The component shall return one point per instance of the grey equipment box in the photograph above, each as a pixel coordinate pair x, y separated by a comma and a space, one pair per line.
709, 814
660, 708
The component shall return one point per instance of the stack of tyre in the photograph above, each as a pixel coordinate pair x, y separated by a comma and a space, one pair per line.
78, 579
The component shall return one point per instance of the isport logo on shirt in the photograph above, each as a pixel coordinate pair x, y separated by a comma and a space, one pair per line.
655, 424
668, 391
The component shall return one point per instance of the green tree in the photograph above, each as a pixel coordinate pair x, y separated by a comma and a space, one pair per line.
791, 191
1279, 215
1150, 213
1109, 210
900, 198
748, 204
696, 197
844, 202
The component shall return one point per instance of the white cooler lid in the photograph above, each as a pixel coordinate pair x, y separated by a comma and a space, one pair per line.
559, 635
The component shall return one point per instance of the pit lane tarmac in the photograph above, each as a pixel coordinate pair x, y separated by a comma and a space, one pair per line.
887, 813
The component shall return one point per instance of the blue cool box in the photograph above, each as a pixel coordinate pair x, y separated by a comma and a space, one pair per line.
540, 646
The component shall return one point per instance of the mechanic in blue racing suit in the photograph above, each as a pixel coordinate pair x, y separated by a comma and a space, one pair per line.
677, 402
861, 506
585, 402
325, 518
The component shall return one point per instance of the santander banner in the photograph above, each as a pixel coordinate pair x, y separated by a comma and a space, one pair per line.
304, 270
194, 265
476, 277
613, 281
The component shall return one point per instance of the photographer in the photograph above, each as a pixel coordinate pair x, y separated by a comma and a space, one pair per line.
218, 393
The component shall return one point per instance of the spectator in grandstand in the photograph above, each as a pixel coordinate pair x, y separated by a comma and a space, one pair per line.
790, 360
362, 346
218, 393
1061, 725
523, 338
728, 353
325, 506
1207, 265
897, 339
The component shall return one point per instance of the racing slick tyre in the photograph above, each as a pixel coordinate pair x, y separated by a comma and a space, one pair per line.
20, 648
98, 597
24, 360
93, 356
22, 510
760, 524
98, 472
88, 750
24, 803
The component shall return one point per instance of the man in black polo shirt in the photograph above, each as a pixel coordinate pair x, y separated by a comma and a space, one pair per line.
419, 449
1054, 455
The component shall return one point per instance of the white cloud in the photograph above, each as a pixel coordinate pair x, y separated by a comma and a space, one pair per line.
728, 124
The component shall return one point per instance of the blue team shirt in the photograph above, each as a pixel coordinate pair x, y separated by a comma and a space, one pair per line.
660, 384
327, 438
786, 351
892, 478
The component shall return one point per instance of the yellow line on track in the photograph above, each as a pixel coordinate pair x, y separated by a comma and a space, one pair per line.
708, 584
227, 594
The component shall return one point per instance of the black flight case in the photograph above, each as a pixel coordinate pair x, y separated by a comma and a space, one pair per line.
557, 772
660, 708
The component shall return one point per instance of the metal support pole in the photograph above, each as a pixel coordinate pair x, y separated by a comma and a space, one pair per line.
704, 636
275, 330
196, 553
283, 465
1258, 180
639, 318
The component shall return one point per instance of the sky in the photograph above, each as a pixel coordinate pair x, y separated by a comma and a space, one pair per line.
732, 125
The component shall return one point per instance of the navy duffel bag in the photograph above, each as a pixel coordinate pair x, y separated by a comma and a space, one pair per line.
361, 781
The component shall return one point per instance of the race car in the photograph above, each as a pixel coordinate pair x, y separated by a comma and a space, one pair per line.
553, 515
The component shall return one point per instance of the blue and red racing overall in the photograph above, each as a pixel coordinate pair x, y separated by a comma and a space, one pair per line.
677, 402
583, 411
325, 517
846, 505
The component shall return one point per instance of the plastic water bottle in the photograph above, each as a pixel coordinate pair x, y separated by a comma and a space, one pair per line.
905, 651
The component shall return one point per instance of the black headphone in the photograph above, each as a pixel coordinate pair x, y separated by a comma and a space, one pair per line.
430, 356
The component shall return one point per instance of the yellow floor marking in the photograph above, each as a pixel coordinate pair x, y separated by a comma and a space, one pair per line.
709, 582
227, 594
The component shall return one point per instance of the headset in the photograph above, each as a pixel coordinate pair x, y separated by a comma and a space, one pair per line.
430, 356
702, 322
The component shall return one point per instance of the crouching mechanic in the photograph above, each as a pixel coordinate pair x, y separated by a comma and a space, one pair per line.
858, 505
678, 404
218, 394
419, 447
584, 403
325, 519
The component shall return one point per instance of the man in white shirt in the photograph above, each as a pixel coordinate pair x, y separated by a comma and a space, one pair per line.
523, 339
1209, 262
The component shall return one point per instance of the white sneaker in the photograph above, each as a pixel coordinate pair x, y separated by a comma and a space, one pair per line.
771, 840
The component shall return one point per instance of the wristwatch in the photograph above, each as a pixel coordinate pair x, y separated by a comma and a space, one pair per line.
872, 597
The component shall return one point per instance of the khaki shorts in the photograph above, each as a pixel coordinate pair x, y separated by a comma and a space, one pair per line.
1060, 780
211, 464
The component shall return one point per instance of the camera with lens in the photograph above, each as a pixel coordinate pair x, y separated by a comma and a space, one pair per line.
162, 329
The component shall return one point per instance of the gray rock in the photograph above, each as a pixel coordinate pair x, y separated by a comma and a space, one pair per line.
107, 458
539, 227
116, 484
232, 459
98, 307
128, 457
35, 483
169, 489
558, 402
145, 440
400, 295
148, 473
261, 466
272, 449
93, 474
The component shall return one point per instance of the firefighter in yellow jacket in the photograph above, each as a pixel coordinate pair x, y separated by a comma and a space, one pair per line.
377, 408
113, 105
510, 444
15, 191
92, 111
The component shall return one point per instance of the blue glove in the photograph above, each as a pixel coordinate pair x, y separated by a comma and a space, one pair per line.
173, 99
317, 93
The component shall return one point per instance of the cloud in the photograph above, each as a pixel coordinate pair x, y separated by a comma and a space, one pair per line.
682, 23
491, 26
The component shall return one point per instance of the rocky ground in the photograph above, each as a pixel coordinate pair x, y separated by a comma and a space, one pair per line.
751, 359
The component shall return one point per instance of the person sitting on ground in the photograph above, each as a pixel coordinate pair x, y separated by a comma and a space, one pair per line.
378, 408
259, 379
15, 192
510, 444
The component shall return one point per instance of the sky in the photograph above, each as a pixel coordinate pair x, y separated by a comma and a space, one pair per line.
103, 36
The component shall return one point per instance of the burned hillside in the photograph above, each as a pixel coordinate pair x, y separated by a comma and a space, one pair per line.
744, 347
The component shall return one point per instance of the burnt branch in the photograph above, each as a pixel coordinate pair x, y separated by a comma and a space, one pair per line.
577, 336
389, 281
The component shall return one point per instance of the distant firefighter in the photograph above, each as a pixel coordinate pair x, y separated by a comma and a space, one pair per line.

**********

= Aim of the task =
Give the material again, complete and unaltered.

= Solution to this problem =
The component shall return one point per instance of the grey equipment box in the photograph above, each as a pixel coordinate pair x, y separated by a comma and a space, one pair per line.
709, 814
660, 708
The component shall return one point per instance of the stack of tyre in the photograph above, each as a pixel coordinate pair x, y separated by a comma and a space, one pair per line.
78, 579
The component shall return one point per instance of the isport logo on shirt in the photograph above, each as a pixel coordinate pair x, y separated by a comma and a space, one pair per line.
655, 424
668, 391
The component shall return one point per instance of the green tree in the photograph above, each as a pixel coordinate pair x, y separated by a comma and a space, one pair per line.
791, 191
1279, 215
1150, 213
1109, 210
900, 198
748, 204
696, 197
844, 202
The component shall return one point per instance of the white cooler lid in the photograph above, each as a pixel coordinate pair x, y separated by a comma and a space, one pair per line.
559, 635
The component shall return one point per instance of the pit lane tarmac in the photograph above, each as a pixel coordinate pair x, y separated by a comma and a space, one pair per line.
887, 813
The component shall return one point per instance of the blue cool box in the photograph above, each as a pixel coordinate pair x, y separated by a comma and a space, one pair per line.
540, 646
The component shall return one point per instance of the mechanic in blue racing suit in the photograph above, each as a pixel coordinate pair x, y separated by a comma and a space, one pair per line.
677, 402
861, 506
585, 402
325, 518
The component shall return one point per instance of the santander banner in the photograph above, each as a pixel coordinate pair x, y separated by a comma and a space, one pair per line.
304, 270
194, 265
476, 277
613, 281
The component shall return one point per instance of the photographer in the photograph above, each as a pixel coordinate pair x, y separated by a comma and a space, one pair per line.
218, 393
The component shall return one point per instance of the spectator in grandstand in the photograph above, each as a pixel coordinate pair x, y separated by a comma and a space, one pair per line.
790, 360
362, 346
218, 393
1061, 725
523, 338
728, 353
325, 506
1207, 265
897, 339
The component shall return one point per instance of the racing slick tyre in the photograph above, each as a pixel coordinate pair x, y separated by a comma and a space, one pair per line.
20, 648
98, 597
24, 360
93, 356
22, 510
760, 524
98, 472
88, 750
24, 803
The component shall return one point per instance of the man in black polo shirt in the photograph above, each as a pixel coordinate pair x, y separated by a comma and a space, one pair per line.
419, 449
1054, 455
The component shall return one point per instance of the white cloud in the photograph above, each as a pixel coordinate pair x, y separated by a comma and a space, one pair per line.
728, 124
The component shall return one point per instance of the blue team shirt in the photograph above, each as a pixel coordinate pair x, y separated by a comma and a space, one pair per line.
660, 384
327, 438
786, 351
892, 478
The component shall return one point per instance of the yellow line on track in the photograph above, each as a pixel coordinate pair x, y separated by a comma and a space, one pair per line.
708, 584
227, 594
The component shall return one point per instance of the black flight case in the photograph above, each as a pixel coordinate pair x, y separated by a comma and a space, one pair per line.
557, 772
660, 708
The component shall return one point per instance of the metal support pole in the photograph above, each as a pixel coordinate pair x, y separated by a comma and a space, one pair per line.
704, 636
275, 330
196, 553
283, 465
1258, 180
639, 318
The component shall return one point per instance of the sky in the photograph above, each as a pixel coordinate pair x, y separated by a comma and a space, one pair per line.
732, 125
The component shall return one point per instance of the navy duffel bag in the photograph above, each as a pixel coordinate pair x, y separated by a comma and a space, one pair per line.
361, 781
The component shall return one point per instance of the race car in the photograph above, each as a pixel coordinate pair x, y separated by a comma and a space, one pair per line.
553, 515
The component shall return one point per instance of the blue and red racing overall in the photograph above, each as a pixel coordinate pair x, y separated by a comma and a space, one pair per line.
677, 402
583, 411
325, 517
846, 505
The component shall return one point per instance of the plastic water bottle in the photograph above, each as a pixel coordinate pair x, y separated by a comma and a space, one pair per line.
905, 651
The component shall return one point per instance of the black headphone in the photograph above, each as a pixel coordinate pair x, y separated by a comma and a space, one pair per line.
430, 356
The component shall return one point per instance of the yellow floor marking in the photograph above, each as a pixel coordinate pair x, y separated by a comma and a space, one pair per line.
709, 582
227, 594
The component shall return one point per instance of the headset in the photograph above, each as a pixel coordinate pair x, y separated by a comma and a space, one pair per line.
430, 356
702, 322
The component shall return one point per instance of the crouching mechanic in the photograph above, each as a pixel coordinate pair x, y separated by a comma and a space, one pair per line.
858, 505
678, 404
218, 394
419, 447
584, 403
325, 519
The component shall return one point per instance of the man in white shirt in the photograph above, each as a pixel coordinate pair x, y separated by a comma and a space, one pair per line.
523, 339
1209, 262
The component shall return one point per instance of the white sneaker in the photograph above, each as a pixel coordinate pair x, y separated by a comma and a space, one pair per line.
771, 840
The component shall return one point per instance of the wristwatch in the photograph above, each as a pixel coordinate pair x, y separated by a comma and a space, one pair per line.
872, 597
The component shall return one point per instance of the khaki shorts in the photograph above, each as a pixel coordinate pair x, y separated by a comma and a space, one pair per line.
1060, 780
211, 464
The component shall return one point per instance of the camera with lens in the photograph above, each as a pixel coordinate pair x, y separated by a comma and a space, one pair per line.
162, 329
The component shall return one point per instance of the gray rock in the photograph above, each as a pixel coordinate pair x, y separated by a comma and a space, one pair per line.
107, 458
539, 227
116, 484
232, 459
98, 307
128, 457
35, 483
169, 489
558, 402
145, 440
400, 295
148, 473
261, 466
272, 449
93, 474
The component shall return one point per instance of the firefighter in yellow jacket in the photograph above, each as a pixel coordinate pair x, y separated by a comma and a space, one pair per line.
377, 408
113, 105
510, 444
15, 191
92, 111
The component shall return one point per instance of the blue glove in the photograph above, each as a pixel coordinate pair x, y separated by a comma and a space, one pair per line.
173, 99
317, 93
The component shall return one point per instance of the cloud in the photograph above, each as a pixel coordinate pair x, y separated by a comma and a space, one pair per line.
682, 23
491, 26
The component shall return one point per instance of the rocky ground in the photograph above, each as a pixel coordinate pair x, y separated by a comma and a space, one pair per line.
751, 359
The component shall return one point per instance of the person sitting on ground in the photograph above, each as a pixel coordinate pair x, y separated by a comma and a space, one pair per line.
378, 408
259, 379
15, 192
510, 444
The component shall return one point per instance of the sky in the photograph above, each as a pixel coordinate pair x, y separated by a comma and a space, one pair per line.
103, 36
The component shall return one point per instance of the burned hillside in the photograph above, each as a pixel coordinate pair x, y separated by a comma and a space, one pair per line.
744, 347
The component shall return one point per instance of the burnt branch in the photograph above, each as a pixel coordinate pair x, y separated by a comma and a space, one pair per line.
577, 336
389, 281
The component shall return one point per instance of the distant firefighter in the photograph above, each as a pixel coordinate pair x, y separated by a comma and a space, one pair per line.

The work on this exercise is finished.